BEGIN DATA PROVIDED

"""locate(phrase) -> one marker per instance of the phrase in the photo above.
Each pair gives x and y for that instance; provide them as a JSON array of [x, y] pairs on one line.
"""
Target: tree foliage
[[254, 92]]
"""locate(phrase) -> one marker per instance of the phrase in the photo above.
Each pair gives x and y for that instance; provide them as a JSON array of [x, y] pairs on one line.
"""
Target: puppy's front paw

END DATA PROVIDED

▶ _TASK INSTRUCTIONS_: Give back the lines of the listing from the one with "Target: tree foliage" through the end, both included, exactly as written and with nothing added.

▶ _THE COMPLETED TASK_:
Target: tree foliage
[[254, 92]]
"""locate(phrase) -> one marker per instance of the phrase in the photo above.
Each pair gives x and y for that instance; provide them as a JSON array of [x, y] pairs on one line.
"""
Target: puppy's front paw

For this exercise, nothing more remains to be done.